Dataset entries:
=====

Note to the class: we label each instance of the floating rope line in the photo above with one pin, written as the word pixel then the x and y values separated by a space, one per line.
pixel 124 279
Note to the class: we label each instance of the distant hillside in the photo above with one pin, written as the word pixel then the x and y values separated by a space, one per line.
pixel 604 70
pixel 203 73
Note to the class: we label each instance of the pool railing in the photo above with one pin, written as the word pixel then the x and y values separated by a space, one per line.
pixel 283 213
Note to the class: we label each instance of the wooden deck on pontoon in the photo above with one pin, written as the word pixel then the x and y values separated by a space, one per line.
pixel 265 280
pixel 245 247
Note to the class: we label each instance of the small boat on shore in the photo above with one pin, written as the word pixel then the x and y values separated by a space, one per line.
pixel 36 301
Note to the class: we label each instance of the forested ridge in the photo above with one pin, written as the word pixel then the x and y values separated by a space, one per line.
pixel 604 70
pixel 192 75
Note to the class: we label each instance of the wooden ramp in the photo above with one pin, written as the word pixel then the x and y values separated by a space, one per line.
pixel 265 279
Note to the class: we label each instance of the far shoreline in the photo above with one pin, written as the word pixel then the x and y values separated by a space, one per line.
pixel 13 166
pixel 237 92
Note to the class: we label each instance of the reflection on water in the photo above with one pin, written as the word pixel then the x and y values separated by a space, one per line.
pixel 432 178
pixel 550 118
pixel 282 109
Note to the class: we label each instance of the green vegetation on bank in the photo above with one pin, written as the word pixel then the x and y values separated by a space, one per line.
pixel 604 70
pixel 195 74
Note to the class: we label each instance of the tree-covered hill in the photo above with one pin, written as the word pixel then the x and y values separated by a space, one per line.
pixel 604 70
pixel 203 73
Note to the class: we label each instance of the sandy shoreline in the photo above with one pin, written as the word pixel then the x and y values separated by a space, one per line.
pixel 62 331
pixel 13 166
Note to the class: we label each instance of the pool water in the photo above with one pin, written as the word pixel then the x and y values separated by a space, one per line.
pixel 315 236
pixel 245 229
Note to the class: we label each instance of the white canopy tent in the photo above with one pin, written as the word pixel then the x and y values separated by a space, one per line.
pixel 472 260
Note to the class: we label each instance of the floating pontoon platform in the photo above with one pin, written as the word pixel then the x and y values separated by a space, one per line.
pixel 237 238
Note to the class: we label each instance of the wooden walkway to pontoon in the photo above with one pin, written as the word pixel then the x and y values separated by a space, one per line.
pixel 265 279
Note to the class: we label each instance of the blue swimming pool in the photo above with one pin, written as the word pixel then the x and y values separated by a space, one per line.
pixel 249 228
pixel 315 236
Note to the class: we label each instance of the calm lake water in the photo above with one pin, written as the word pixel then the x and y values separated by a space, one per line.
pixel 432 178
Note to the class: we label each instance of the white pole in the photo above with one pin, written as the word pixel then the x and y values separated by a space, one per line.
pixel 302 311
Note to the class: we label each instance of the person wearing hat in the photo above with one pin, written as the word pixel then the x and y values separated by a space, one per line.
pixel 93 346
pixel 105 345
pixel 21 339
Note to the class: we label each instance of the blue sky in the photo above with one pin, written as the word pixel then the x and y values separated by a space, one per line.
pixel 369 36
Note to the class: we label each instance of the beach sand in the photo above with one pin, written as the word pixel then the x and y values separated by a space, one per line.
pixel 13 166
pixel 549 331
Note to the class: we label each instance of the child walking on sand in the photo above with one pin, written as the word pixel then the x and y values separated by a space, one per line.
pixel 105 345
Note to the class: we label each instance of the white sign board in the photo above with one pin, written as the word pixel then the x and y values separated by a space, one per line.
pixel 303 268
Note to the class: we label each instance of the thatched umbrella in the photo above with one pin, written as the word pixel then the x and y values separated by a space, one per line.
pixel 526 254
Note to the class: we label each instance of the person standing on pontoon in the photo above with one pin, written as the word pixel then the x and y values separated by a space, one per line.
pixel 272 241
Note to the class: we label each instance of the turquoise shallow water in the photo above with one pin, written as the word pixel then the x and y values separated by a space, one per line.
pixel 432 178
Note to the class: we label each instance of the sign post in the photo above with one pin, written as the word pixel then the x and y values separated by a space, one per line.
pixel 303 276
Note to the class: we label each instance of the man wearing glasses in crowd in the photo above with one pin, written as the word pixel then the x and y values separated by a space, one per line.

=====

Problem to work on :: When you copy the data, keep every line word for word.

Exercise solution ::
Note to the class: we label each instance of the floating rope line in the photo above with one pin, written as the word pixel then the x and y values separated by a space, one per line.
pixel 124 279
Note to the class: we label each instance of the distant hillside in the photo above with one pin, written as the word pixel then the x and y values separated by a space, one per line.
pixel 604 70
pixel 203 73
Note to the class: we label each instance of the pool railing in the photo above with one pin, written as the word pixel then the x and y values separated by a space, one per line.
pixel 283 213
Note to the class: we label each instance of the wooden deck on pontoon in the photo above with one pin, written as the word pixel then the x and y values separated by a space, one per line.
pixel 265 280
pixel 245 247
Note to the class: we label each instance of the small boat on shore in the photo above with one pin, written as the word pixel then the x and y values separated by a space, one per line.
pixel 36 301
Note to the class: we label each instance of the forested ridge in the photo above with one pin, written as the word pixel then the x and y values separated by a space, one per line.
pixel 604 70
pixel 192 75
Note to the class: we label each instance of the wooden ramp in the photo above with one pin, written as the word pixel then the x and y values separated by a space, one per line.
pixel 265 279
Note to the class: we label each instance of the far shoreline in the photo above with one pin, written as the word pixel then the x and y values separated by a space, one per line.
pixel 13 166
pixel 237 92
Note to the class: we label each instance of the reflection on water in the photo above with one pin, written as the word pixel then the x and y values separated by a space, one per line.
pixel 432 178
pixel 550 118
pixel 282 109
Note to the class: we label each instance of the green vegetation on bank in the photo above with one pin, written as the word pixel then the x and y values separated by a space, one per line.
pixel 604 70
pixel 195 74
Note to the class: we label each instance of the tree-covered hill in the photo above with one pin, written as the word pixel then the x and y values separated by a space, one per line.
pixel 604 70
pixel 203 73
Note to the class: we label each instance of the sandy shoreline in the photo above with one pin, written as the word pixel then the x and y values separated by a space, one per line.
pixel 62 331
pixel 13 166
Note to the class: we label each instance of the pool water in the photo above with one pin, written as the word pixel then the x and y values separated by a space, one per line.
pixel 315 236
pixel 245 229
Note to the class: we label each instance of the white canopy tent in the photo above with one pin, written as the word pixel then the x and y values separated by a space, one per line.
pixel 472 260
Note to the class: we label each instance of the floating pontoon platform in the photo above with one pin, written as the word pixel then the x and y values separated by a space, one per line.
pixel 237 238
Note to the class: we label each instance of the wooden walkway to pontoon in the photo above with one pin, written as the word pixel then the x and y values separated by a space, one per line.
pixel 265 279
Note to the class: we label each instance of the blue swimming pool in the photo above with one pin, written as the word pixel then the x and y values separated by a space, one per line.
pixel 249 228
pixel 315 236
Note to the class: we label each instance of the calm lake water in the photo above with one pin, written as the word pixel then the x and y values separated by a space, one per line.
pixel 432 178
Note to the class: we label each instance of the white pole in the photo above with one pin, written as the word pixel then the x and y values separated by a space, one per line.
pixel 302 311
Note to the class: we label each instance of the person wearing hat in the photo above with one pin, written as the word pixel then the x and y values separated by a space, one per line.
pixel 93 346
pixel 105 345
pixel 21 339
Note to the class: we label each instance of the blue sky in the photo above with one pin, written as the word pixel then the x and y values separated by a space, one per line.
pixel 369 36
Note to the class: we label each instance of the beach sand in the photo above with one pin, written as the word pixel then the x and y values separated by a space, one per line.
pixel 13 166
pixel 549 331
Note to the class: we label each instance of the child walking on sand in the photo above with one pin, written as the word pixel then the x and y values separated by a space, one per line.
pixel 105 345
Note to the class: we label each instance of the white sign board in the photo above with one pin, written as the word pixel then the x and y values separated by a space, one per line.
pixel 303 268
Note to the class: we label each instance of the thatched umbrella in the photo above with one pin, written as the word pixel then the x and y values separated by a space, one per line.
pixel 526 254
Note to the class: we label each instance of the person standing on pontoon in the photo above with one pin, written as the word pixel then the x and y values separated by a space, one per line.
pixel 272 241
Note to the class: we label each instance of the turquoise shallow water in the photo above with one pin, written as the word pixel then the x and y values separated by a space, one per line.
pixel 432 178
Note to the class: we label each instance of the sign post in the photo above with one pin, written as the word pixel then the x and y values separated by a space, one per line.
pixel 303 276
Note to the class: we label each instance of the man wearing glasses in crowd in the photo above with one pin, written as the word pixel then the x and y values separated by a space, one per line.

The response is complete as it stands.